- _Written task_
What is needed is the run of lines from the one with "Expected: one point per instance of the concrete step, reported" through the close of the data, set down exactly.

- _Records_
%%

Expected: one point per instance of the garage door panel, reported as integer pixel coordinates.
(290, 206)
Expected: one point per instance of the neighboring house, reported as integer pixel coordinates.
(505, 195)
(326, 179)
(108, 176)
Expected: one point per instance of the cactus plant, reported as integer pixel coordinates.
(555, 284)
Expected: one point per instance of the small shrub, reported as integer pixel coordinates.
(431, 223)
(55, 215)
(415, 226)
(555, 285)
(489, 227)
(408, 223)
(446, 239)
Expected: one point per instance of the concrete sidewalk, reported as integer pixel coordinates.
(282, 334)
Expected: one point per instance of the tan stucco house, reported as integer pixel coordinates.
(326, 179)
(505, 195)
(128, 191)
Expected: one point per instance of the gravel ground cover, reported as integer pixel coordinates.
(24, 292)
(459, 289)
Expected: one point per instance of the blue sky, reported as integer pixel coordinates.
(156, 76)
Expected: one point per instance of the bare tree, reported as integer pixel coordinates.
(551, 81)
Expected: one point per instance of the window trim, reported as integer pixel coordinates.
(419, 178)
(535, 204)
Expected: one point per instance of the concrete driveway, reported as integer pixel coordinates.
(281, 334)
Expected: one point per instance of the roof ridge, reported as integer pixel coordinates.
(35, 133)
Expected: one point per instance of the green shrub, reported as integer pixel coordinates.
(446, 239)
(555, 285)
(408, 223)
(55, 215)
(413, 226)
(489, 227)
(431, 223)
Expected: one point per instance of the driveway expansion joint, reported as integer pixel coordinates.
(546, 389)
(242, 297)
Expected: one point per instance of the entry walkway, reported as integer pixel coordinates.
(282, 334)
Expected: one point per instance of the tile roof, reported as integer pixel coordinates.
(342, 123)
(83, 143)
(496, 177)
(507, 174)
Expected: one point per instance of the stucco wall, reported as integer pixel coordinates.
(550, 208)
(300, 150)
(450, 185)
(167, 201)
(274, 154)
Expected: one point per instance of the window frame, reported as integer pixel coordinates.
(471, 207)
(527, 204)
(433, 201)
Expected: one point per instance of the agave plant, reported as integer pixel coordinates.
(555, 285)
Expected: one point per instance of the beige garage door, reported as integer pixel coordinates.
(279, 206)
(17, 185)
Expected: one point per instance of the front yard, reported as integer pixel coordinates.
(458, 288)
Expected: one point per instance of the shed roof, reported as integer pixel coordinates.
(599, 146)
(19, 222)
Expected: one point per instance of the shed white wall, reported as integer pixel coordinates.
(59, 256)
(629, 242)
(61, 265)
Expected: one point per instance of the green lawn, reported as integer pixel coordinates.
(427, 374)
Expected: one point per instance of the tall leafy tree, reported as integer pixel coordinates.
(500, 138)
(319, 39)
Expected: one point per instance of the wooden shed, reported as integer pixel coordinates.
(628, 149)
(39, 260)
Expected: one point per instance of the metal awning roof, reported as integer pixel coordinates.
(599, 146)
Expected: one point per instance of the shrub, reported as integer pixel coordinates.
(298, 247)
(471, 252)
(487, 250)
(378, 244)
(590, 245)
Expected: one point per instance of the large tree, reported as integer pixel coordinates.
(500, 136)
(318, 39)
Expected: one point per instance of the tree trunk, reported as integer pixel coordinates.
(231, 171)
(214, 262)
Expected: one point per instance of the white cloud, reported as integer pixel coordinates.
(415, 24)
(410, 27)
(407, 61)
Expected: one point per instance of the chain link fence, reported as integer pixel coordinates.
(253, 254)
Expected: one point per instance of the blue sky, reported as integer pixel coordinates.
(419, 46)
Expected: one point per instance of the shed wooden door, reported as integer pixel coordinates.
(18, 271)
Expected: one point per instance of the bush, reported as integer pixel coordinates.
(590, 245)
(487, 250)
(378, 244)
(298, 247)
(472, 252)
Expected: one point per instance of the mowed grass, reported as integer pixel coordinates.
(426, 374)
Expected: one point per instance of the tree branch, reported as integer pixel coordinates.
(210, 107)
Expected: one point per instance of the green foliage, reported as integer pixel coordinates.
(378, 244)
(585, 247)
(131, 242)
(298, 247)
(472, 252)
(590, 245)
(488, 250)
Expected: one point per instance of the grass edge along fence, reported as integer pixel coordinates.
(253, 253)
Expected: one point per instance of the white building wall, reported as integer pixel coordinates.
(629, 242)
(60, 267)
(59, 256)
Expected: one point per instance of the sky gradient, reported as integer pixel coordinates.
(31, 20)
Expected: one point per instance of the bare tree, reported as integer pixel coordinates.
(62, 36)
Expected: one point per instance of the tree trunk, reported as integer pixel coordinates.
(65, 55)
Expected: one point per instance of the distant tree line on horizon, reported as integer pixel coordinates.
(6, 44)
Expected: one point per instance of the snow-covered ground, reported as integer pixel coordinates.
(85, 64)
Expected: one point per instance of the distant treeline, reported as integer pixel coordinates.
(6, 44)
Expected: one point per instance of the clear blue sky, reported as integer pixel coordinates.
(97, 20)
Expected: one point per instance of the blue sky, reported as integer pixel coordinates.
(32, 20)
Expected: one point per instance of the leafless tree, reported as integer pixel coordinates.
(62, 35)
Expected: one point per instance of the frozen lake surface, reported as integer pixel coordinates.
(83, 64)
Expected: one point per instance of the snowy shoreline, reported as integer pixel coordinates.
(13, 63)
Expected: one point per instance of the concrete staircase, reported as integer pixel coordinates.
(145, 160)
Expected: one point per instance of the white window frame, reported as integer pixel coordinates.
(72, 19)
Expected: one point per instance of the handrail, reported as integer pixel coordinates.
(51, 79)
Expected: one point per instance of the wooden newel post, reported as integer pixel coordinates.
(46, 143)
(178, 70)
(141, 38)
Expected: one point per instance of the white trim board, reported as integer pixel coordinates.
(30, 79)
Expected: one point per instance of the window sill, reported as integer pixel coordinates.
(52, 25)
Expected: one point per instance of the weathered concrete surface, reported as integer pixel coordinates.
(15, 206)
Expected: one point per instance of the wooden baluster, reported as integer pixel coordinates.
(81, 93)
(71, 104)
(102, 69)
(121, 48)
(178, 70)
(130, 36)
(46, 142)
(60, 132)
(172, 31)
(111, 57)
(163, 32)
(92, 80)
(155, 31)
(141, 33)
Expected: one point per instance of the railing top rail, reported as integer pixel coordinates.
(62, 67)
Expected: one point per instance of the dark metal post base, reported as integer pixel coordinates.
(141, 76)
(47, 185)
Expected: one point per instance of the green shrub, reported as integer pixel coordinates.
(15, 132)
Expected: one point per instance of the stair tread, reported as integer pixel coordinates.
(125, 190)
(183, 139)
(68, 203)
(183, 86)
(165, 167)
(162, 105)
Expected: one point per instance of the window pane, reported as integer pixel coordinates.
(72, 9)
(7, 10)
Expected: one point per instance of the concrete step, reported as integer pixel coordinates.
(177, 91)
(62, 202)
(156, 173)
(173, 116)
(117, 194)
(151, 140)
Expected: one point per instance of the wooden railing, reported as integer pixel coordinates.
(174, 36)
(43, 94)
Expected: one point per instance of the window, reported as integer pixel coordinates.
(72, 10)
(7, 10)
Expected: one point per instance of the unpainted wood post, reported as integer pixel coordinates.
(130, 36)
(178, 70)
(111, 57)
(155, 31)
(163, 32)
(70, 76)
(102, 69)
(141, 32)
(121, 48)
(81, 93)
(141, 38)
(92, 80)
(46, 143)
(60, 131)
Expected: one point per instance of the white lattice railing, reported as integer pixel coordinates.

%%

- _In response_
Expected: one point per instance of the concrete step, reported as integer pixel coordinates.
(177, 91)
(62, 202)
(156, 173)
(173, 116)
(117, 194)
(151, 140)
Expected: one point per instance of the wooden railing, reported as integer pixel coordinates.
(174, 36)
(43, 94)
Expected: one point per instance of the window, reported as integer pixel coordinates.
(72, 10)
(7, 10)
Expected: one point per instance of the unpainted wood post, reported as integer pixel coordinates.
(130, 36)
(178, 70)
(111, 57)
(155, 31)
(163, 32)
(70, 76)
(102, 69)
(141, 32)
(121, 48)
(81, 93)
(141, 38)
(92, 80)
(46, 143)
(60, 131)
Expected: one point per instance of the white lattice railing, reported as integer pixel coordinates.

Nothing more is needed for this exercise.